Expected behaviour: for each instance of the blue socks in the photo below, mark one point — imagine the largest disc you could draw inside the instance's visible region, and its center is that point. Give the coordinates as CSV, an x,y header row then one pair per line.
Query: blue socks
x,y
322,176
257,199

★ ★ ★ ★ ★ ★ ★

> _WHAT THE TASK ASKS_
Return the data above exactly as it appears, line for line.

> _RESPONSE_
Expected behaviour: for each instance of the blue socks in the photo below, mark one point — imagine the largest disc you could draw inside the instance's visible region, and its center is that point. Give the coordinates as CSV, an x,y header row then one pair per line.
Query: blue socks
x,y
322,176
257,199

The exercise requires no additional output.